Task instructions:
a: Write out a passage from the Ephesians commentary below. Begin at the words "Paul’s emphasis now" and stop after "Holiness matters most.".
b: Answer these questions from the Ephesians commentary below:
(i) Who prepared the commentary?
(ii) Which Bible version is named beside the quotation of Eph. 4:7?
(iii) In the football comparison, how many players are on the field?

Page text:
○ ○ ○ ○

Ephesians 4:7-11

Growing in our Gifts

Prepared by Dr. John E. Marshall

Eph. 4:7 (Holman) Now grace was given to each one of us according to the measure of the Messiah’s gift.

Paul’s emphasis now shifted from similarity to diversity. The Church’s seven-fold unity is not uniformity. Christian unity exists in the midst of infinite variety.

Believers are not identical, cookie-cutter, look-alikes. We are united, unique ones. God never quenches individuality, and does not want us to be boring replicas of each other. God loves variety–a fact verified by even a casual glance at His creation.

This and the following verses tell us how the Church, the world’s most important society, is to function. It is an organism, a unity permeated by one life. It must accomplish God-given tasks. To do this efficiently, the organism needs organization based on gifts, special abilities, God has given “to each one of us”.

Every Christian has a threefold duty. First, we are to retain close fellowship with God. To please Him is ever the essence of our existence. Holiness matters most.

Two, we are to witness to the lost. Many err at this point, saying “I do not have the gift of evangelism.” Evangelism is not a gift given to some; it is an assignment given to all believers on behalf of unbelievers.

Three, we are each given a gift to be used to benefit the Church, to help fellow believers. However feeble or unknown, each believer has received a gift to help all other believers. No boasting is allowed. Our abilities are “gifts” from God. We don’t earn them, or beg for them in prayer. We only give what we are given. All is grace.

We need one another. No believer is an island. An important part of body-life is mutual dependence among its members. Infinitely wise, God boosts unity in the church by making each of us not only helpful to, but also dependent on, the others.

He gives all of us not only gifts, but also various needs. God lets no member be self-sufficient, above needing help from others in the body. By giving all of us needs and gifts, God made us all mutually dependent on each other. Each member needs the others, each member can help the others. All depend, all contribute.

“Measure” means Jesus shows true concern for details in dispensing the gifts. He takes time to mete out the gifts, singling out each of us for unique usefulness.

Jesus Himself takes time to examine our situation. No one receives too much to do, or too little power to achieve. We are all precisely enabled for an assigned task.

To be saved is to be gifted. Our only adequate response to this love is to give what we were given. Since Christ took time to give us a gift, we must take time to exercise it. Anything less dishonors Jesus and harms His beloved bride, the Church.

No Christian is to be a spectator. Often, a local church is like football–22 players on the field desperately in need of rest, 2200 fans in the stands desperately in need of exercise. For the sake of the Church, let us find our place of service, our gift.

Eph. 4:8-10 For it says: When He ascended on high, He took prisoners into captivity; He gave gifts to people. But what does “He ascended” mean except that He descended to the lower parts of the earth? The One who descended is also the One who ascended far above all the heavens, that He might fill all things.

○ ○ ○ ○

Entries shown:
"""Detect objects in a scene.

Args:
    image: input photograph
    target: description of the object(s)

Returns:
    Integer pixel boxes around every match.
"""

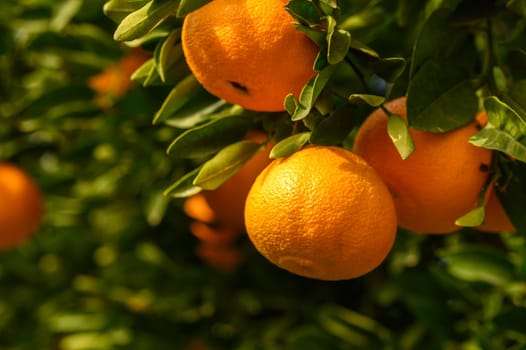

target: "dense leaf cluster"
[0,0,526,350]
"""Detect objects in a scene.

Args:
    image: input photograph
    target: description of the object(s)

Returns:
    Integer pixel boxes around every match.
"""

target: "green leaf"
[326,16,351,64]
[371,57,406,83]
[168,116,251,158]
[455,205,485,227]
[502,79,526,121]
[113,0,178,41]
[508,49,526,79]
[318,305,392,345]
[349,94,385,107]
[496,162,526,232]
[164,167,201,198]
[469,96,526,162]
[283,94,298,115]
[407,60,478,132]
[269,131,311,159]
[292,23,327,47]
[310,106,355,146]
[410,9,458,77]
[176,0,210,18]
[49,0,83,31]
[194,140,262,190]
[387,114,415,159]
[441,246,515,286]
[103,0,150,23]
[154,28,184,82]
[492,306,526,335]
[153,75,203,124]
[292,66,336,121]
[163,98,228,129]
[285,0,321,28]
[506,0,526,18]
[350,39,380,59]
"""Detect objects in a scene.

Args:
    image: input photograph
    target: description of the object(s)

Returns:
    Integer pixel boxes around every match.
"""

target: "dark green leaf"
[270,131,311,159]
[164,167,201,198]
[350,39,380,59]
[407,60,478,132]
[441,246,515,286]
[50,0,83,31]
[508,49,526,79]
[153,75,203,124]
[506,0,526,18]
[502,79,526,121]
[470,97,526,162]
[292,66,336,121]
[502,162,526,232]
[493,306,526,335]
[176,0,210,18]
[292,23,326,47]
[310,106,355,146]
[168,117,251,158]
[194,140,262,190]
[113,0,178,41]
[285,0,321,28]
[387,114,415,159]
[349,94,385,107]
[326,16,351,64]
[164,98,228,129]
[410,9,458,76]
[283,94,298,115]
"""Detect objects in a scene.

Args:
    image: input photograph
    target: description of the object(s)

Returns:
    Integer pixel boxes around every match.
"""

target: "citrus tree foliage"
[0,0,526,349]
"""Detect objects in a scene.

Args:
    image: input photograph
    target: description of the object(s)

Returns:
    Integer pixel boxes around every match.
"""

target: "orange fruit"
[186,132,273,231]
[88,49,150,106]
[182,0,319,111]
[0,163,43,250]
[245,146,396,280]
[354,97,492,233]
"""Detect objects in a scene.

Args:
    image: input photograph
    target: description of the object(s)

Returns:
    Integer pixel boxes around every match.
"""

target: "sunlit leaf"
[387,114,415,159]
[168,116,251,158]
[441,247,514,286]
[455,206,485,227]
[103,0,150,23]
[470,97,526,162]
[194,140,262,190]
[326,16,351,64]
[176,0,210,18]
[153,75,203,124]
[164,167,201,198]
[269,131,311,159]
[113,0,178,41]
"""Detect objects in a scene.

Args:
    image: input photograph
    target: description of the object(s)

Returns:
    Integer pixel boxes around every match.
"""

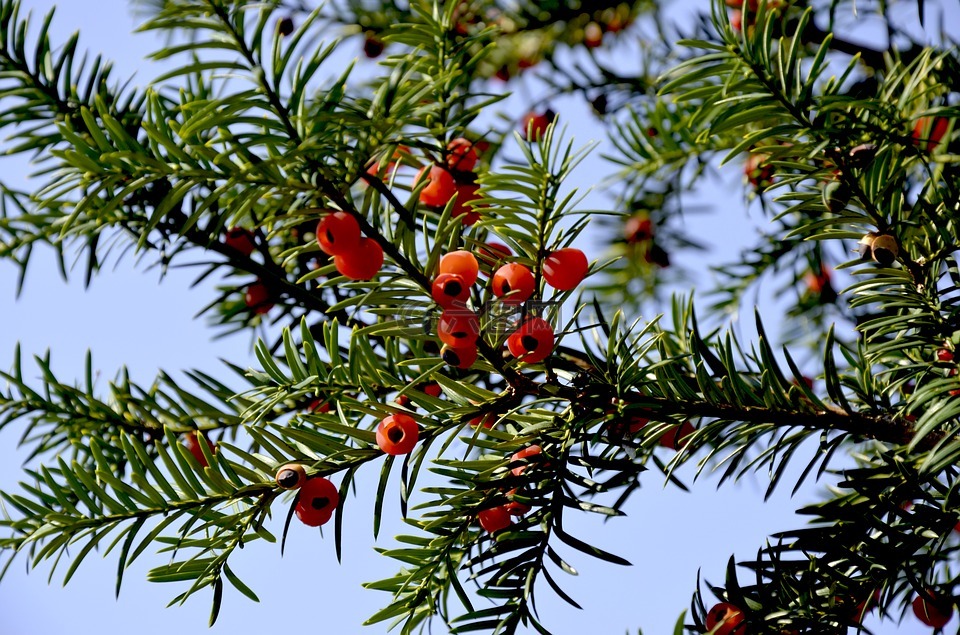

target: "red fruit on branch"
[294,476,340,527]
[223,227,257,256]
[704,602,747,635]
[333,238,383,280]
[430,273,470,309]
[317,212,360,256]
[492,262,537,304]
[413,165,457,207]
[542,247,590,291]
[377,412,420,456]
[477,505,513,534]
[438,250,480,287]
[507,317,554,364]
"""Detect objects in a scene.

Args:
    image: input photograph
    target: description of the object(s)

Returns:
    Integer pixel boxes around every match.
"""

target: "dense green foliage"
[0,0,960,633]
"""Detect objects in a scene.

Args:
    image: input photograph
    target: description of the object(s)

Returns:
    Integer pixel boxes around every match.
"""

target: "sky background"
[0,0,948,635]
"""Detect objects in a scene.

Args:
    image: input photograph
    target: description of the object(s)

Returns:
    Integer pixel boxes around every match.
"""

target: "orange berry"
[507,317,553,364]
[477,505,513,534]
[913,595,953,628]
[492,262,537,304]
[317,212,360,256]
[243,280,273,315]
[377,412,420,455]
[223,227,257,256]
[413,165,457,207]
[440,346,477,369]
[705,602,747,635]
[333,238,383,280]
[543,247,590,291]
[447,137,480,172]
[294,476,340,527]
[438,250,480,287]
[430,273,470,309]
[510,445,542,476]
[437,308,480,348]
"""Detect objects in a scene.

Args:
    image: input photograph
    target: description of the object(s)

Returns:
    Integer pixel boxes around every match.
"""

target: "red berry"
[510,445,542,476]
[413,165,457,207]
[492,262,537,304]
[223,227,257,256]
[333,238,383,280]
[477,505,513,534]
[377,412,420,455]
[507,317,553,364]
[243,280,273,315]
[520,110,555,141]
[430,273,470,309]
[913,595,953,628]
[504,488,530,516]
[317,212,360,256]
[183,430,217,467]
[543,247,590,291]
[447,137,480,172]
[440,346,477,369]
[659,421,696,450]
[439,250,480,287]
[913,117,950,152]
[705,602,747,635]
[437,307,480,348]
[450,183,480,226]
[477,242,513,265]
[294,476,340,527]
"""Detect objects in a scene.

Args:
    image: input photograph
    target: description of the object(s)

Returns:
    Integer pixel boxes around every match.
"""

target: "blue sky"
[0,0,944,635]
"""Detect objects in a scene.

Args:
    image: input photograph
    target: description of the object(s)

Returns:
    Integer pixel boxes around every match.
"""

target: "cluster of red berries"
[317,212,383,280]
[431,244,590,368]
[413,137,480,225]
[477,445,542,534]
[276,463,340,527]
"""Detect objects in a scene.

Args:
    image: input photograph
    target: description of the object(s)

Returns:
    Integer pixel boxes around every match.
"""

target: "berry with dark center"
[704,602,747,635]
[447,137,480,172]
[477,505,513,534]
[437,307,480,348]
[913,593,953,628]
[183,430,217,467]
[430,273,470,309]
[542,247,590,291]
[510,445,543,476]
[363,31,383,59]
[492,262,537,304]
[317,212,360,256]
[243,280,273,315]
[413,164,457,207]
[438,250,480,287]
[333,238,383,280]
[294,476,340,527]
[440,346,477,369]
[223,227,257,256]
[520,110,557,141]
[377,412,420,456]
[507,317,554,364]
[276,463,307,489]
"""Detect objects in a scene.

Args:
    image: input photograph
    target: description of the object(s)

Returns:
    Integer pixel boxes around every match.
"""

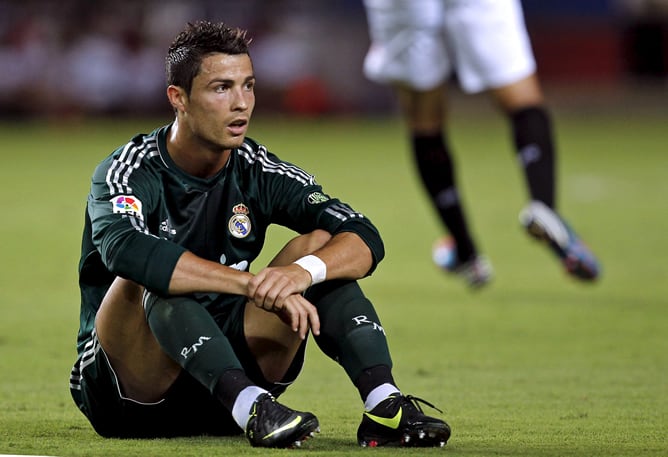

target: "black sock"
[510,106,555,208]
[412,134,476,261]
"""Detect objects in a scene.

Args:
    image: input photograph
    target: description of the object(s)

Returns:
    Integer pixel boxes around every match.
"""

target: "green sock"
[144,293,242,393]
[306,281,392,382]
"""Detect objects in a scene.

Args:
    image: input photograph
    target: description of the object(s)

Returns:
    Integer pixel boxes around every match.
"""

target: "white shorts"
[364,0,536,93]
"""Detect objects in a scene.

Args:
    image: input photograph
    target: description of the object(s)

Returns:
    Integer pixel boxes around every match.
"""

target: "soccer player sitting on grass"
[70,22,450,447]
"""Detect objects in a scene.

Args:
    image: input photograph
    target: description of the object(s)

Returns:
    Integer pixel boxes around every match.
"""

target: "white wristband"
[293,255,327,284]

○ ○ ○ ○

Task answers:
a:
Paul’s emphasis now shifted from similarity to diversity. The Church’s seven-fold unity is not uniformity. Christian unity exists in the midst of infinite variety.

Believers are not identical, cookie-cutter, look-alikes. We are united, unique ones. God never quenches individuality, and does not want us to be boring replicas of each other. God loves variety–a fact verified by even a casual glance at His creation.

This and the following verses tell us how the Church, the world’s most important society, is to function. It is an organism, a unity permeated by one life. It must accomplish God-given tasks. To do this efficiently, the organism needs organization based on gifts, special abilities, God has given “to each one of us”.

Every Christian has a threefold duty. First, we are to retain close fellowship with God. To please Him is ever the essence of our existence. Holiness matters most.

b:
(i) Dr. John E. Marshall
(ii) Holman
(iii) 22